* **Problem description**
Restate the records below word for word, and omit the images they hold.
######
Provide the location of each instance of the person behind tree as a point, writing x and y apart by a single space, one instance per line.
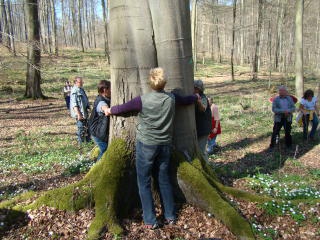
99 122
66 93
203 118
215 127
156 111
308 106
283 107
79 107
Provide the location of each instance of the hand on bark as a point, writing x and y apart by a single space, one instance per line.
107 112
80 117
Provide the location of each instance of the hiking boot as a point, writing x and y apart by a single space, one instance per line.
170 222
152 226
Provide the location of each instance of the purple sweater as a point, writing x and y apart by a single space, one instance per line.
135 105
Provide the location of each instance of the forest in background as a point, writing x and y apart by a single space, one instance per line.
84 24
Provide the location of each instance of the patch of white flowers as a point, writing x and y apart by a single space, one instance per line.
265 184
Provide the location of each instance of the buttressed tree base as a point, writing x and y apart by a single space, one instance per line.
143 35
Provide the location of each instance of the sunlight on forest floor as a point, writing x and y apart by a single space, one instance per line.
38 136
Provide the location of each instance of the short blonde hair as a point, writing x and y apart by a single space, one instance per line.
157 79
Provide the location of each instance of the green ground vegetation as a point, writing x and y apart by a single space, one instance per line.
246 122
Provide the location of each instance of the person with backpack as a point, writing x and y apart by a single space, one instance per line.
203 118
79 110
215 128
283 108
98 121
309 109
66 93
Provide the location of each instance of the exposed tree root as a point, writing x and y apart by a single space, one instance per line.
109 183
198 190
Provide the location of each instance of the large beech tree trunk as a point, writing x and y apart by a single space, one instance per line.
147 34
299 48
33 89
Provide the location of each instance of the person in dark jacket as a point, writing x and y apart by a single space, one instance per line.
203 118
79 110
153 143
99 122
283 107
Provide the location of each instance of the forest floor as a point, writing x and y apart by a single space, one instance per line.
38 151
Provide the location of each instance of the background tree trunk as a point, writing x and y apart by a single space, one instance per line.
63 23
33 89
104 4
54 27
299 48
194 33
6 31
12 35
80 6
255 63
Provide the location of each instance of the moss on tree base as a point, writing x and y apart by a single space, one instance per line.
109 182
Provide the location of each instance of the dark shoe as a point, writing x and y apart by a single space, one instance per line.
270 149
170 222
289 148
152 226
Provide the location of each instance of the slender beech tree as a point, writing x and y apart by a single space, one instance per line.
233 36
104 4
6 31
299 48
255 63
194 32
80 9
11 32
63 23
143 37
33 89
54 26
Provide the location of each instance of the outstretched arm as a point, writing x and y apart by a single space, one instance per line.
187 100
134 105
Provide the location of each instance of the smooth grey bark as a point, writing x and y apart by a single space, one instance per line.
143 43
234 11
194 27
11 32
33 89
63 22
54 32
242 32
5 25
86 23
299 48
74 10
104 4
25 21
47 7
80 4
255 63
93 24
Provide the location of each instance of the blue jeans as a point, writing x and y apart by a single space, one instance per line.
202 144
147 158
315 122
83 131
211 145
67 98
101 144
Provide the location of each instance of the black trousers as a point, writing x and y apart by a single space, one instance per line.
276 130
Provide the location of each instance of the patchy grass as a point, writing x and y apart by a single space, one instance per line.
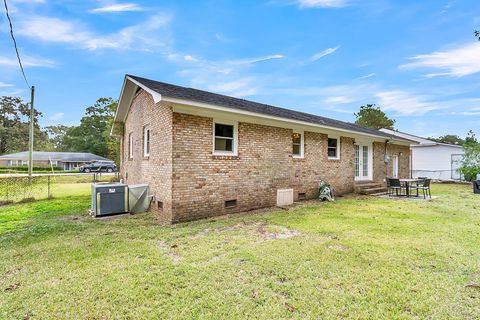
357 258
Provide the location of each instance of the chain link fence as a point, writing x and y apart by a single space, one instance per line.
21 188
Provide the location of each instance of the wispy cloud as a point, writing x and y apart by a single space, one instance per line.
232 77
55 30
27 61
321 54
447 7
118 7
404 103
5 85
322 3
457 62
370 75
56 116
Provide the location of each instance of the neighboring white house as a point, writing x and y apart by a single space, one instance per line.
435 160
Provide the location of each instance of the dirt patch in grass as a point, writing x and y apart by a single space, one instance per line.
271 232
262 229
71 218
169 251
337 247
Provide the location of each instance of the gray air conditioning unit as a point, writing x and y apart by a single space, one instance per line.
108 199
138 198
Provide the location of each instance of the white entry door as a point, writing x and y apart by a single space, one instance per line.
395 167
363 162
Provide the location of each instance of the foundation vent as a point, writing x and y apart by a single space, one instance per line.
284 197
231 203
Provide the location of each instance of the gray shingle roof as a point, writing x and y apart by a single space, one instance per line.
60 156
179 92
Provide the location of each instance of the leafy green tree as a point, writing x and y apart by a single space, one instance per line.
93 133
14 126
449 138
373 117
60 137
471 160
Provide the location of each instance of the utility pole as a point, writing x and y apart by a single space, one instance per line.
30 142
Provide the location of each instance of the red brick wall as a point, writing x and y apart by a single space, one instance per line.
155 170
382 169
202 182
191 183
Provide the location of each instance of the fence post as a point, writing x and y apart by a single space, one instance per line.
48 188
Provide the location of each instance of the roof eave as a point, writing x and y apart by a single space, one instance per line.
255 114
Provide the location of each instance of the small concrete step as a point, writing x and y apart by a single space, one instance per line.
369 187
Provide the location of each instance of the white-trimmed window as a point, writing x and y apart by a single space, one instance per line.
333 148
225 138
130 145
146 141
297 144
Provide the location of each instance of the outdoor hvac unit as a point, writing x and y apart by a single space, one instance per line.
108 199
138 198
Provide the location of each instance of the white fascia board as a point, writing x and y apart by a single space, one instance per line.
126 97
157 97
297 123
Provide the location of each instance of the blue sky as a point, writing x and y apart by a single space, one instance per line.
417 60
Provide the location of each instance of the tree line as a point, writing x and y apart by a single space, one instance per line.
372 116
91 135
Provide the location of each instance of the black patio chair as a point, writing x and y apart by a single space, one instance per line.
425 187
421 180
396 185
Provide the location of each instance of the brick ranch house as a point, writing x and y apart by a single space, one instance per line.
######
* **Worked answer**
Provide the location of each instance of the person behind tree as a point, writing x and y apart by a single space, one instance per line.
99 122
66 93
203 118
215 127
156 111
308 106
283 107
79 107
Provide the location of each instance of the hand on bark as a point, writing x and y apart by a single space, one instance per line.
107 112
80 117
Provide the location of each instance of the hiking boot as a point, writing x and y apart by a single space, one instance per line.
170 222
152 226
Provide the location of each instance of the purple sweater as a point, writing x and y apart by a single space, one instance per line.
135 105
Provide the location of each instance of the forest in background as a point, writing x and y apart by a single space, one instance per line.
84 24
Provide the location of each instance of the patch of white flowers as a point, writing x and y apart by a single space, one instance per line.
265 184
Provide the location of each instance of the buttressed tree base as a point, writing x and y apart by a single space, one instance per line.
143 35
Provide the location of each instance of the sunlight on forest floor as a point, writing x and y apart by a single space, one instance per line.
38 136
Provide the location of each instance of the short blonde hair as a point, writing x and y apart by a single space, one instance per line.
157 79
Provide the location of each instance of the green ground vegetation as a point, writing x and y apart by a single space, one instance per line.
246 122
Provide the location of each instance of the person with backpack as a point, writing x and y apart by a single space, one instance per line.
203 118
79 110
215 128
283 108
98 121
309 109
66 93
Provide the location of each instance of the exposed tree root as a point, writing x and y apart by a single space, one instance per line.
109 183
198 190
Provide the location of each instance of the large beech tree trunk as a point, writing x and y apart by a single space, one instance per line.
147 34
299 48
33 89
Provide the location of each instance of the person in dark jacket as a point, writing x and y apart by a single space, one instance per line.
203 118
79 110
153 143
99 122
283 107
Provide the location of each instance of the forest floor as a point, writing x and y apart by a single space, one instance per line.
38 151
Provide the location of each instance of the background tree trunk as a point, writing x and y apart by a single space, one instance per line.
63 23
33 89
104 4
54 27
299 48
194 33
6 31
12 35
80 6
255 63
Provide the location of each instance of the moss on tree base as a point, writing x and y apart by a single space, one instance per line.
109 182
Provide the location of each instance of the dark shoe as a point, writing x and y apart by a single space, one instance per line.
270 149
170 222
289 148
152 226
Provide the location of each instance of the slender beech tree as a point, writing x and y apart by a single space, one instance per line.
233 36
104 4
6 31
299 48
255 63
194 32
80 9
11 32
63 23
143 37
33 89
54 26
Provide the location of each instance of the outstretched arm as a point, writing x and y apart by a single space, one instance per line.
187 100
134 105
Provide the location of each instance of the smooth grey bark as a point, writing x and y apart by a single space, one instance per line.
143 43
234 11
194 27
11 32
33 89
63 22
54 32
242 32
5 25
86 23
299 48
74 10
104 4
25 21
47 7
80 4
255 63
93 24
Provide the location of each instance of the blue jeans as a point, writing x and y apart by a single space, one instance per line.
202 144
147 158
315 122
83 131
211 145
67 98
101 144
Provide the location of each instance of the black trousers as a point, writing x and y apart by a single space, one instance per line.
276 130
Provide the location of each instance of the patchy grass as a point, writing x and y apart by a single space, one instance per line.
357 258
Provide the location of each instance of the chain link fence as a point, writing x and y apart by a single space, one instance per line.
21 188
Provide the location of each instance of the wispy cloud as a point, writing x and y apart by a single space, one instance per line.
232 77
55 30
27 61
321 54
447 7
118 7
404 103
5 85
322 3
457 62
370 75
56 116
Provide the location of each instance of the neighboring white house as a point, writing x and y apart by a single space, one instance per line.
435 160
Provide the location of each instance of the dirt patch in grass as a point, writing x and y apart by a single space, one instance per line.
271 232
262 229
71 218
169 251
337 247
Provide the location of each instance of the gray air conditioning unit as a point, writing x and y apart by a single space, one instance per line.
108 199
138 198
Provide the location of each instance of the white entry door as a point, writing x and y apart by a single space, one instance per line.
395 167
363 162
Provide the location of each instance of the foundation vent as a point, writing x and y apart by a single space, one instance per line.
284 197
231 203
Provide the location of each instance of the gray shingle roof as a point, writing x and y apart by a single space, one instance per line.
60 156
179 92
Provide the location of each instance of the leafy green tree as a point, writing x and y apart by a single space, one instance per line.
93 133
14 126
449 138
373 117
60 137
471 160
Provide the location of each instance of the utility pole as a point, writing x and y apart by a single space, one instance per line.
30 142
Provide the location of each instance of the red brick wall as a point, writing x and y apart by a single space, one instance per line.
155 170
382 169
202 182
191 183
Provide the location of each instance of the fence post as a point, writing x and y apart by a single space, one instance per line.
48 188
Provide the location of each instance of the roof eave as a point, writing x and y apart by a single space, one instance per line.
255 114
Provide the location of each instance of the small concrete step as a point, writing x and y apart by a single space, one instance per line.
369 187
Provide the location of each instance of the white-trimmed window as a point, writing x and y apart by a single space, one instance per line.
333 148
225 138
130 145
146 141
297 144
Provide the location of each instance of the outdoor hvac unit as a point, writing x and y apart by a single space, one instance per line.
108 199
138 198
Provide the location of each instance of the white fascia board as a point, writing x and y apart by a single space, one instance per line.
126 97
157 97
297 123
Provide the location of each instance of the blue sky as a point, writing x and y apart by a single space, one instance per line.
417 60
Provide the location of each instance of the tree line as a point, writing x and y apart by a single space, one instance per line.
372 116
91 135
Provide the location of each instance of the black patio chair as a point, writing x and y apart by a single space, one instance per line.
425 187
421 180
396 185
Provide the location of each instance of the brick ranch house as a point, writing x and y apart by a single space, one instance per line.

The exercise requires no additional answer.